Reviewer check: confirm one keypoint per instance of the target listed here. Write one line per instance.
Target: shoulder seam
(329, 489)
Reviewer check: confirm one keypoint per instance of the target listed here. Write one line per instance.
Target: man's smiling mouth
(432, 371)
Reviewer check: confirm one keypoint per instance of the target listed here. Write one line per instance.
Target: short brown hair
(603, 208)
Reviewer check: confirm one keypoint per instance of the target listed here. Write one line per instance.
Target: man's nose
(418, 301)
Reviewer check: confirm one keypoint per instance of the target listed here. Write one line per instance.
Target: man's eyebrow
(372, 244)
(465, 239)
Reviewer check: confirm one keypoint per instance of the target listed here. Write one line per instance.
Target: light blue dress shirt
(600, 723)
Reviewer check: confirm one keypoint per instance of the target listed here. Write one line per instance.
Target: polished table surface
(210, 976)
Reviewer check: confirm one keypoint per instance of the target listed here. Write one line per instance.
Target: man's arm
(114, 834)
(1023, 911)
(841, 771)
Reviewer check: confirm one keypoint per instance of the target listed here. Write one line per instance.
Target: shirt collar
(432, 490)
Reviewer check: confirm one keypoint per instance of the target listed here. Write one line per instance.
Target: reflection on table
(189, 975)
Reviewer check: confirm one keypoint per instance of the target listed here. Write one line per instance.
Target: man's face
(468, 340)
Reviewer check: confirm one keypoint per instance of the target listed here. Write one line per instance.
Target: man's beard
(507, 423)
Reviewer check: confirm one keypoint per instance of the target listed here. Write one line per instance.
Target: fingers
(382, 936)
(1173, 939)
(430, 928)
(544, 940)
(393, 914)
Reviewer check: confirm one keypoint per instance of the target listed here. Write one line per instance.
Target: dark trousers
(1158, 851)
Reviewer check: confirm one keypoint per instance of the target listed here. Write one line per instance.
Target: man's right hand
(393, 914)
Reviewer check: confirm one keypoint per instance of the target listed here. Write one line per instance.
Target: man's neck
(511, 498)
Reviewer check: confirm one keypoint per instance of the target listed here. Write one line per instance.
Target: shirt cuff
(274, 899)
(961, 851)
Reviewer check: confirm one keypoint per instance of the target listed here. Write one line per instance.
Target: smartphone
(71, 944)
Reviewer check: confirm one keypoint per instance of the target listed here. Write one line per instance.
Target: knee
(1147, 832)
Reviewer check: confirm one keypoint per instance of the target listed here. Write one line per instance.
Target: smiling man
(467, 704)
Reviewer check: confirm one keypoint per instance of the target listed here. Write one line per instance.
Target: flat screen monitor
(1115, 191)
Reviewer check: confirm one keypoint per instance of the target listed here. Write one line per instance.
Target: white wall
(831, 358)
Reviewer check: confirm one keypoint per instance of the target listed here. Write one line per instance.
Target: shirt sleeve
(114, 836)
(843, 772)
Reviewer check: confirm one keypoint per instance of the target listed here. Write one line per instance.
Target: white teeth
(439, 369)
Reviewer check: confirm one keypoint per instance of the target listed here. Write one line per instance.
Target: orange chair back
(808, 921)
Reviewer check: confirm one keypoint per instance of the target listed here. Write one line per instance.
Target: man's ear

______

> **SET EXERCISE**:
Count the lines above that contain the string "shirt", and reply with only that number.

> **SOLUTION BELOW**:
4